■ TEXT PASSAGE ■
◆ ◆ ◆ ◆ ◆ ◆ ◆
Apple on Monday announced a new App Store feature that allows developers to offer discounted introductory pricing or limited-time free trials on auto-renewable app subscriptions, a move designed to help subscription-based apps draw in new customers.




Announced in a post to Apple's Developer News webpage, the feature lets developers boost engagement by offering one of three new introductory price types — pay as you go, pay up front and free trial — to customers.

With pay as you go pricing, new subscribers are offered an introductory price each billing period for a set duration before being transferred over to a full-price subscription. For example, customers might pay $1.99 per month for 3 months, then shift to a standard price of $9.99 per month.

Available durations are broken down by the length of a given subscription:

  • 1 Week subscription, 1 to 12 Weeks
  • 1 Month subscription, 1 to 12 Months
  • 2 Month subscription, 2, 4, 6, 8, 10 and 12 Months
  • 3 Month subscription, 3, 6, 9 and 12 Months
  • 6 Month subscription, 6 and 12 Months
  • 1 Year subscription, 1 Year


Pay up front presents an extended introductory rate experience by providing new subscribers the option of paying a one-time discounted price for a preset duration, for example $9.99 for 6 months for a subscription that normally sells for $39.99 per year.

Durations for pay up front pricing are set at 1, 2, 3 and 6 months or 1 year.

Finally, the free trial option offers new subscribers access to a given subscription service for a set period of time. Customers can later transfer to a paid subscription if they find the content or app valuable. Apple itself uses an identical plan to push its Apple Music streaming music service.
◆ ◆ ◆ ◆ ◆ ◆ ◆
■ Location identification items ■
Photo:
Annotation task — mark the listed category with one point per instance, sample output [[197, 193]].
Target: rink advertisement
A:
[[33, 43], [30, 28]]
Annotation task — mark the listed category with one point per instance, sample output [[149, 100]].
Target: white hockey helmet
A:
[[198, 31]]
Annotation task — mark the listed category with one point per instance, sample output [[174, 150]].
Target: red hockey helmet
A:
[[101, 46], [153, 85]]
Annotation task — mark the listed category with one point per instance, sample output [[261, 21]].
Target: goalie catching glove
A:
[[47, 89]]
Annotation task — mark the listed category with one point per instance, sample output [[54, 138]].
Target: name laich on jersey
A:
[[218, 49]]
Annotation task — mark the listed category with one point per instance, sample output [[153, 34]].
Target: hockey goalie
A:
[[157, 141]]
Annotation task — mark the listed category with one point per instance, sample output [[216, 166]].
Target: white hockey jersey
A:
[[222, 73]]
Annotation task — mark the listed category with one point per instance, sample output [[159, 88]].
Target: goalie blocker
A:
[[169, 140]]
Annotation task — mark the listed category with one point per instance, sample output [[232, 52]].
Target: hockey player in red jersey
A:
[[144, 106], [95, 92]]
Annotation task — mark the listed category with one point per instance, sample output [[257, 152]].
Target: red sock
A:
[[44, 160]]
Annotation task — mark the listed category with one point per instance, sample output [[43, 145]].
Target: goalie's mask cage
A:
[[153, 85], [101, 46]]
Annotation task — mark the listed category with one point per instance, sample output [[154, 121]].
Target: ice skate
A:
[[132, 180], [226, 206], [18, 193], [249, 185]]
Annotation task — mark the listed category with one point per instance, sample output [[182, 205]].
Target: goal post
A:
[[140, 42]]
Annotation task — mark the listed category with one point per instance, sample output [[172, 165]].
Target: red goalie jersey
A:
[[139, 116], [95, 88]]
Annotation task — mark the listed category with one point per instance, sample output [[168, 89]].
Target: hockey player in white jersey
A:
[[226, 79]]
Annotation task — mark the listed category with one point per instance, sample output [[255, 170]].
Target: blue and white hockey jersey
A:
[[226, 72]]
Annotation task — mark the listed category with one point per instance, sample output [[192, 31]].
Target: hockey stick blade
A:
◆ ◆ ◆ ◆ ◆ ◆ ◆
Write the next few paragraphs of the article on Apple's introductory pricing for App Store subscriptions, continuing from its last sentence. Please note that the data is not needed for anything here.

■ RESPONSE ■
Developers can offer free trials of 3 days, 1 week, 2 weeks, 1 month, 2 months, 3 months, 6 months or 1 year.

Apple notes customers are limited to one price type per subscription, per territory.

Developers can activate and manage introductory price settings in iTunes Connect, but they must first implement new iOS 11.2 StoreKit APIs in their respective apps. In addition to adding support for introductory pricing, the APIs also localize and display discounted pricing details to users.

As part of the plan, developers keep 70 percent of the subscription price, minus applicable taxes, when a subscriber has less than one year of continuous paid service for a given auto-renewable subscription. That figure jumps to 85 percent once a customer completes one year of paid service.

The change in subscription pricing arrives alongside Apple's opening of app pre-orders to all developers, a feature that allows app makers to advertise their wares on the App Store prior to release. Apple first experimented with App Store pre-orders when Nintendo launched Super Mario Run last year.